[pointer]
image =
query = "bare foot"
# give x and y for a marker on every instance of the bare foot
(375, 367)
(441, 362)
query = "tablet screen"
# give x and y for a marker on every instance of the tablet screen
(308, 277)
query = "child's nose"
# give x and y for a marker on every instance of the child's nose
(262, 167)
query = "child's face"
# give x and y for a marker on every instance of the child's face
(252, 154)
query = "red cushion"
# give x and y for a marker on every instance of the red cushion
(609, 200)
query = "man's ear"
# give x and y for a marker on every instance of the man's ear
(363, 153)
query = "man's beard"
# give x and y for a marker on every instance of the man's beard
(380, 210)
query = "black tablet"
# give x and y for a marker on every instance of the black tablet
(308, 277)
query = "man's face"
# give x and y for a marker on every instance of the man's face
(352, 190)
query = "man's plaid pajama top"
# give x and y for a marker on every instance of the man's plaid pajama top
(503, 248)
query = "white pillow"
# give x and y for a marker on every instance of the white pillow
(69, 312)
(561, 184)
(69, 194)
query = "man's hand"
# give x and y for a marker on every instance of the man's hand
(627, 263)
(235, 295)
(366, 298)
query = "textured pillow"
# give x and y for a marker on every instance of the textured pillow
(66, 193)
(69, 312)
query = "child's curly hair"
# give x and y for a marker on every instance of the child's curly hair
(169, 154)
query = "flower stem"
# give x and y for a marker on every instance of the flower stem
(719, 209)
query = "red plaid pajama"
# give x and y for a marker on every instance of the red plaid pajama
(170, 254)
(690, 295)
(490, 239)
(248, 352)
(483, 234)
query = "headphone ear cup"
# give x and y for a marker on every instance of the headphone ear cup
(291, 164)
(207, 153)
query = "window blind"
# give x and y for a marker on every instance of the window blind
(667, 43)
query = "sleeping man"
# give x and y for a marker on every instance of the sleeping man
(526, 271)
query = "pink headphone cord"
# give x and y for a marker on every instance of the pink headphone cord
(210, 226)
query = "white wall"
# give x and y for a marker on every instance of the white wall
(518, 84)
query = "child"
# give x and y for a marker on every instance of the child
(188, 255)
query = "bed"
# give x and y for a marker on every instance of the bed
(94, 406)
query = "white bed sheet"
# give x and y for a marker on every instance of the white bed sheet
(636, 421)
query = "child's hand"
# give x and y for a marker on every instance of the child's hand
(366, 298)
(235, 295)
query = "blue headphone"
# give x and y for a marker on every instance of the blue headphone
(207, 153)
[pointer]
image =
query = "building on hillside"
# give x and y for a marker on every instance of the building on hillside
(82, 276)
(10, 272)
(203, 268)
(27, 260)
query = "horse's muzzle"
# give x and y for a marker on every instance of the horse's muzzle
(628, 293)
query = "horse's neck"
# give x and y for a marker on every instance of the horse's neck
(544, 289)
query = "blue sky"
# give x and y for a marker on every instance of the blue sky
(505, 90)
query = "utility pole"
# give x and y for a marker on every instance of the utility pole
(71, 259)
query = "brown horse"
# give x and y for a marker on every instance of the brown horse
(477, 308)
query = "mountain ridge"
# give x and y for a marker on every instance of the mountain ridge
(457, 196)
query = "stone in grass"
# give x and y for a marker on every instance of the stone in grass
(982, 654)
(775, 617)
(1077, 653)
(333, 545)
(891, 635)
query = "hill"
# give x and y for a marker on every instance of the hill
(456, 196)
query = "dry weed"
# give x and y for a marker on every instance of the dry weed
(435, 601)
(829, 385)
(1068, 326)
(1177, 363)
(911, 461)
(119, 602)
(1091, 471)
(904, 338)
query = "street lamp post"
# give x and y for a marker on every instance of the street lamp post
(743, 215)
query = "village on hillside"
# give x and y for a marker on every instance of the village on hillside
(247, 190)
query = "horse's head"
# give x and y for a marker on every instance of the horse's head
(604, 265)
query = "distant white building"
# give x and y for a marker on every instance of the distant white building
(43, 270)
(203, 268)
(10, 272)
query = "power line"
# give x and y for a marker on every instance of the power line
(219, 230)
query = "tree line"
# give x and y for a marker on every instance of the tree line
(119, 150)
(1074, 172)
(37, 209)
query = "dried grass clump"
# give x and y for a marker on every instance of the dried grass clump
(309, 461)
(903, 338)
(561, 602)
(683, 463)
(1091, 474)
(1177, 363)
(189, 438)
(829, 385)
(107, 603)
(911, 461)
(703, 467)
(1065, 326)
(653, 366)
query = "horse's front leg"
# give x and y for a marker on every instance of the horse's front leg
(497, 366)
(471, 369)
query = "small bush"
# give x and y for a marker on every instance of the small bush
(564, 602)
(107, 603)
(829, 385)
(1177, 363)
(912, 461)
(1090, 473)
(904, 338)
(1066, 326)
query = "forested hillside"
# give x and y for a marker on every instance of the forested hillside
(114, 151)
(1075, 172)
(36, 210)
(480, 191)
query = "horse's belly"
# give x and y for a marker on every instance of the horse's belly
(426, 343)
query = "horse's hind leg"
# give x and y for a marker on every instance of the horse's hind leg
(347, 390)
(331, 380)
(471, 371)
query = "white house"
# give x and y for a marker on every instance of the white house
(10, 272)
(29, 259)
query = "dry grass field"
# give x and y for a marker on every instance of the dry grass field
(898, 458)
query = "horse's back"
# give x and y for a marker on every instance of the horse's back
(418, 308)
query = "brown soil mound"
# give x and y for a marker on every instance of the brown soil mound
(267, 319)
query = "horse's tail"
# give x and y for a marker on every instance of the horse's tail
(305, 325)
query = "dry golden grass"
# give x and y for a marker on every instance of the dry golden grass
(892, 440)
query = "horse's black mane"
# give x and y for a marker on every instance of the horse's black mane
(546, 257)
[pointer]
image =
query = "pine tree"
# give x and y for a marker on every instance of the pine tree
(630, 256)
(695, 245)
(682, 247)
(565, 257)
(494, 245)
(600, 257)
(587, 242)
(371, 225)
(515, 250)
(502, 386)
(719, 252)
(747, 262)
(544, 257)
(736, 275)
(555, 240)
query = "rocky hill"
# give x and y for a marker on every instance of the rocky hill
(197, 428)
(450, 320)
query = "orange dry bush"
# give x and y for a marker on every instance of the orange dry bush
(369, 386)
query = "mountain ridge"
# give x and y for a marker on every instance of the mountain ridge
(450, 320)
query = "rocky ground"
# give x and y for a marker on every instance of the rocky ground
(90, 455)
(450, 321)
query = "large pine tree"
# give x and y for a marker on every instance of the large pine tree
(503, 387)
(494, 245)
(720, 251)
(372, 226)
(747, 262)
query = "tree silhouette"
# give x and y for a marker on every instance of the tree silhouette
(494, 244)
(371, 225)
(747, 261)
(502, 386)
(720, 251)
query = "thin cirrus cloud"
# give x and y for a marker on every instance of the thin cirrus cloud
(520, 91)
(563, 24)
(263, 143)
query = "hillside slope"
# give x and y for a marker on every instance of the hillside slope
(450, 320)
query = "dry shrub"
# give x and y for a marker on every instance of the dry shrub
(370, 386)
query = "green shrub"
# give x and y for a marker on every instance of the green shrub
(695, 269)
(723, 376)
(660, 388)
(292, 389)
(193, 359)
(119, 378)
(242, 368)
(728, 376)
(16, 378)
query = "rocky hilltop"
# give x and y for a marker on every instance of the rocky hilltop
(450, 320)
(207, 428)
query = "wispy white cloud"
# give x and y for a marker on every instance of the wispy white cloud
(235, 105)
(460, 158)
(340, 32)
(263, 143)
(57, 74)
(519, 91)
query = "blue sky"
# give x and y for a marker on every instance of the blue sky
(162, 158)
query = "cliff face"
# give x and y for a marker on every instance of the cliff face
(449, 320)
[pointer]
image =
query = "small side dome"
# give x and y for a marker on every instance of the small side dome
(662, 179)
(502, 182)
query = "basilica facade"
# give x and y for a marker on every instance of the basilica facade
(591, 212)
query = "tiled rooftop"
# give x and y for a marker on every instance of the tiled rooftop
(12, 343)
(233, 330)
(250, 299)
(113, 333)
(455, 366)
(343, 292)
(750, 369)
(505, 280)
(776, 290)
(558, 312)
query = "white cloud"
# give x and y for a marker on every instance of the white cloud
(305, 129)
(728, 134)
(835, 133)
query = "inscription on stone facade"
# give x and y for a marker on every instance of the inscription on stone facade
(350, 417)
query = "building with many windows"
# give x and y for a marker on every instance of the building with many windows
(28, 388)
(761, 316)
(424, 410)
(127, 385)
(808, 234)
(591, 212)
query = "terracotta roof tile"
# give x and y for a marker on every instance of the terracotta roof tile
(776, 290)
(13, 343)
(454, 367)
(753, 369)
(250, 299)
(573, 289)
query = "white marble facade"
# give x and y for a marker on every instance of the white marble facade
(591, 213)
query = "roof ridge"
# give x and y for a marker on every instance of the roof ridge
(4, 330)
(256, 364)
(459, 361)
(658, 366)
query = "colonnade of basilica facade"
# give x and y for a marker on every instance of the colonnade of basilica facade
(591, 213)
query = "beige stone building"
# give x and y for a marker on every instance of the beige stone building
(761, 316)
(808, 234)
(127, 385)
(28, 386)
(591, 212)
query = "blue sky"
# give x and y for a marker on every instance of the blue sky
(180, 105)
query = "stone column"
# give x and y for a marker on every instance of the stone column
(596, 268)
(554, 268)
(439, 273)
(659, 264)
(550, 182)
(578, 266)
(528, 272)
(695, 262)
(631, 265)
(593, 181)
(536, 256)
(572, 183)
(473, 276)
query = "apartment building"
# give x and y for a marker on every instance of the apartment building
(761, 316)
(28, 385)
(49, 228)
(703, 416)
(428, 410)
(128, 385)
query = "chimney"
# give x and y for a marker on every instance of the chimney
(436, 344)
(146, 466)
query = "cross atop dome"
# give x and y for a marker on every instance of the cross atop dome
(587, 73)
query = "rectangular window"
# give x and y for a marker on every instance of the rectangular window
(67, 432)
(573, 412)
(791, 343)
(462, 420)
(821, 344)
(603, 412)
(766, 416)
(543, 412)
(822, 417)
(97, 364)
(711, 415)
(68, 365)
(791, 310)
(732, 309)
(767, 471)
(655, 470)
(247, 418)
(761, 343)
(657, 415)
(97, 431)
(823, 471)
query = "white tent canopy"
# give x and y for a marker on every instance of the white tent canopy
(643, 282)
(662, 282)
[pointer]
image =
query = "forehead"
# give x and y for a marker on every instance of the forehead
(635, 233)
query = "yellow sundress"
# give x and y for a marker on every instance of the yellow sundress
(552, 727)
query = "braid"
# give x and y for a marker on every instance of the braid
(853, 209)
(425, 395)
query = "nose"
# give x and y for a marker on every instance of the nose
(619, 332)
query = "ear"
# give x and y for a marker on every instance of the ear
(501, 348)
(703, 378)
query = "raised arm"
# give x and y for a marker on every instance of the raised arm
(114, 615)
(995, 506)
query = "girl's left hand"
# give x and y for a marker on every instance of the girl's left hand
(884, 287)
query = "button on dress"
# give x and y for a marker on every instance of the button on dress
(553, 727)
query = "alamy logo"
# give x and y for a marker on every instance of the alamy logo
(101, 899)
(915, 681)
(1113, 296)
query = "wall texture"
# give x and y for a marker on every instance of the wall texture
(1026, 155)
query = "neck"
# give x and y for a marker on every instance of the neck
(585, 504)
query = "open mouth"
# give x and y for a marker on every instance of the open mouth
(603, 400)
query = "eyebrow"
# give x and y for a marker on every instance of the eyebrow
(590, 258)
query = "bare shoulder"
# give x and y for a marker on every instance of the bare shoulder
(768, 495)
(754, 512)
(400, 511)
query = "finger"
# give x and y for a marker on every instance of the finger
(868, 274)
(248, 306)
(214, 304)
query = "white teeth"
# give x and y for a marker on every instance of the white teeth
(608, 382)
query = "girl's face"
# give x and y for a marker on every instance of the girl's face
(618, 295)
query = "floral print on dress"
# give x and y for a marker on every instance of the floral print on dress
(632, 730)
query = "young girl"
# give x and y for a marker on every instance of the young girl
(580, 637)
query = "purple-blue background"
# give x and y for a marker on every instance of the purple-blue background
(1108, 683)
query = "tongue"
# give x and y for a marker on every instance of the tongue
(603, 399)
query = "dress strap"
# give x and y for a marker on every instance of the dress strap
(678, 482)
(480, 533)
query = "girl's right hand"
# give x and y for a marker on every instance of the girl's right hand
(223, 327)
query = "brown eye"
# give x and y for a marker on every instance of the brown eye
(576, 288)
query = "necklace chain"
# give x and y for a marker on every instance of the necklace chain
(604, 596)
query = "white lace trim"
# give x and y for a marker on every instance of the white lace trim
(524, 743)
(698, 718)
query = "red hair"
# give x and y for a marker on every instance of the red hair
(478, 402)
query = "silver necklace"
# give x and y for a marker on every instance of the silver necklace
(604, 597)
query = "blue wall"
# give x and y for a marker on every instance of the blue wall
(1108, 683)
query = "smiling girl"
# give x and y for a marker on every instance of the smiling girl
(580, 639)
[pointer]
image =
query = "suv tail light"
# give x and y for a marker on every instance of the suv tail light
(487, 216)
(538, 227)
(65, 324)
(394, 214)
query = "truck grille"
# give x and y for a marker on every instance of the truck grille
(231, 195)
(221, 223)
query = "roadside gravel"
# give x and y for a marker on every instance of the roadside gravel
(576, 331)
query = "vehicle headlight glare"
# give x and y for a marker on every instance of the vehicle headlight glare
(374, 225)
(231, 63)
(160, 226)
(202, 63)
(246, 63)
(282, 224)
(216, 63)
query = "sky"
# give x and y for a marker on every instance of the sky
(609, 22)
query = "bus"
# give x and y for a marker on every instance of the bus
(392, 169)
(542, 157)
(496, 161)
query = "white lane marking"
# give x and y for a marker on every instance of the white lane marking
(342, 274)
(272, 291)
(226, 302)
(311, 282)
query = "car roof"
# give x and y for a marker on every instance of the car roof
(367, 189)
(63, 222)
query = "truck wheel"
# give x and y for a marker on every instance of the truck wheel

▸ **WHAT TO PRODUCE**: Pull out every line in the rows above that contains the string "trim", treating uppercase and lowercase as different.

▸ **THE OUTPUT**:
query = "white lace trim"
# give x and y for a marker on every instance of the white lace trim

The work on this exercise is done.